> [YOUR TASK]
All the records below must be returned exactly as they stand.

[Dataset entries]
=== Begin Enclosure ===

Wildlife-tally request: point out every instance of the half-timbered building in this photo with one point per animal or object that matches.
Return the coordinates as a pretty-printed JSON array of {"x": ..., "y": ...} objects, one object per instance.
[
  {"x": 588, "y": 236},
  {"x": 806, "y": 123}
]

=== End Enclosure ===

> [RESULT OF THE TASK]
Wildlife-tally request: point out every instance of the half-timbered building in this photo with one point per animal or object that matches.
Return the coordinates as a pretty-printed JSON array of {"x": ..., "y": ...} objects, one object per instance.
[
  {"x": 588, "y": 236},
  {"x": 806, "y": 123}
]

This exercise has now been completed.